_Requirements:_
Output every line of the material below as a numbered list, leaving out any blank lines.
[begin Listing]
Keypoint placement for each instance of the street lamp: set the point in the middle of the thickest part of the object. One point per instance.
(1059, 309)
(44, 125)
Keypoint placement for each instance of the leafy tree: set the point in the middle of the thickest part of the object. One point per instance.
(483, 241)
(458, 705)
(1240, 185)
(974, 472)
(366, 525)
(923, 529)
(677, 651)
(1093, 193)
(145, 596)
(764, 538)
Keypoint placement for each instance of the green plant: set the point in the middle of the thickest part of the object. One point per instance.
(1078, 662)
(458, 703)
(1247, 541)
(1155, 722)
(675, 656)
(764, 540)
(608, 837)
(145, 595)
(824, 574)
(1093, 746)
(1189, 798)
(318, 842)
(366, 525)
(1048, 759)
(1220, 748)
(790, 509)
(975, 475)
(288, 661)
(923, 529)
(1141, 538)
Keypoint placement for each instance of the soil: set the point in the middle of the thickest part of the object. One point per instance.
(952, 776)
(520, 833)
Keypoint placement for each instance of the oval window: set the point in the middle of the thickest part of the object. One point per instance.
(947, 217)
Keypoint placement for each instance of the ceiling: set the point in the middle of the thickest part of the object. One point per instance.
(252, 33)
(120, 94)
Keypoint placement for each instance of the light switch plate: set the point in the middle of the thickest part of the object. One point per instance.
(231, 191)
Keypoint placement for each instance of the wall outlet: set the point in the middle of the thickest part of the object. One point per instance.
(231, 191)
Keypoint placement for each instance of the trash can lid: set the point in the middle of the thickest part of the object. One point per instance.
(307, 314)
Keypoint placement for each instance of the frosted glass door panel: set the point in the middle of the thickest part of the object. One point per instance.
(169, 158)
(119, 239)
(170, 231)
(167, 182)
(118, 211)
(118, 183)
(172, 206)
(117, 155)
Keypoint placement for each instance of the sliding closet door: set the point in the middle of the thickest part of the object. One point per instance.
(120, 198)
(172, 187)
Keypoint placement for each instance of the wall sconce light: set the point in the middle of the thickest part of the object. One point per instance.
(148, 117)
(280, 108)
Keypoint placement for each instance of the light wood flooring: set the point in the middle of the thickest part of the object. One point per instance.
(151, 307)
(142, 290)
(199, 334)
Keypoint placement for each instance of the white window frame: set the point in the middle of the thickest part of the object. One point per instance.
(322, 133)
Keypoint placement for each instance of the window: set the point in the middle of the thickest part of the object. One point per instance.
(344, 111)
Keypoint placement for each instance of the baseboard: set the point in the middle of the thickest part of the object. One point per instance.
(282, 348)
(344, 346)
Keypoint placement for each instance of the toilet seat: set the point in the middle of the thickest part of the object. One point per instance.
[end Listing]
_Answer to the exercise:_
1. Keypoint placement for each instance of the street lamp: set the point in the middle of the thickest part of the object. One point per instance.
2. (1059, 309)
3. (44, 125)
4. Keypoint placement for each instance of the leafy tree: set the point in the middle of the thickest part of the object. One point per instance.
5. (483, 241)
6. (458, 705)
7. (1240, 185)
8. (974, 472)
9. (366, 525)
10. (923, 529)
11. (677, 651)
12. (1093, 193)
13. (145, 596)
14. (764, 538)
15. Keypoint placement for each instance of the green plant: set the point in the middle of the thickest part of the object. One point per instance.
16. (1078, 662)
17. (458, 703)
18. (1247, 541)
19. (1155, 722)
20. (675, 656)
21. (764, 540)
22. (608, 837)
23. (145, 595)
24. (824, 574)
25. (1093, 746)
26. (1189, 798)
27. (318, 842)
28. (366, 525)
29. (1048, 759)
30. (1220, 748)
31. (790, 509)
32. (975, 475)
33. (288, 661)
34. (923, 529)
35. (1141, 538)
36. Keypoint placement for each instance of the soil: set the point in the middle of the thickest part of the object. One point per instance.
37. (952, 776)
38. (520, 833)
39. Keypoint placement for each instance of the oval window: set the point in the middle of the thickest part of the object. One point per instance.
40. (947, 217)
41. Keypoint placement for each instance of the ceiling: set the point in the middle of the thickest part of the object. One point per instance.
42. (252, 33)
43. (120, 94)
44. Keypoint placement for each instance of the light switch plate: set the point in the middle of the thickest part of the object. One point per instance.
45. (231, 191)
46. Keypoint placement for each instance of the wall outlet: set the point in the middle of the thickest part of the object. One point per instance.
47. (231, 191)
48. Keypoint placement for each instance of the trash can lid: set the point in the middle of the thickest part of the object. One point per instance.
49. (307, 314)
50. Keypoint placement for each instance of the frosted glass door panel: set the point in the middle of the thickest part of the object. One point per instance.
51. (169, 158)
52. (119, 239)
53. (170, 231)
54. (167, 182)
55. (118, 211)
56. (118, 183)
57. (172, 206)
58. (117, 155)
59. Keypoint placement for each instance of the sliding closet door: set the point in the middle of the thickest part of the object. One point per instance.
60. (120, 198)
61. (172, 187)
62. Keypoint placement for each instance of the wall sconce light: set the point in the middle of the thickest part of the object. One point per instance.
63. (148, 117)
64. (280, 108)
65. Keypoint placement for each instance of the light wood flooring: set the point in the middle of the thickest part of the object. One point per instance.
66. (151, 307)
67. (142, 290)
68. (199, 334)
69. Keypoint placement for each instance of the white window frame: set the point in the middle of the thickest part of the object. One point per instance.
70. (322, 133)
71. Keypoint placement for each instance of the window: set the point in the middle of the thickest part of the object. One point per instance.
72. (344, 111)
73. Keypoint placement for each instance of the baseboard: set the point in the middle of the thickest part of the object. One point per instance.
74. (282, 348)
75. (344, 346)
76. Keypoint placement for each instance of the toilet seat: set the point in the middle of the thickest part of the object. One point per instance.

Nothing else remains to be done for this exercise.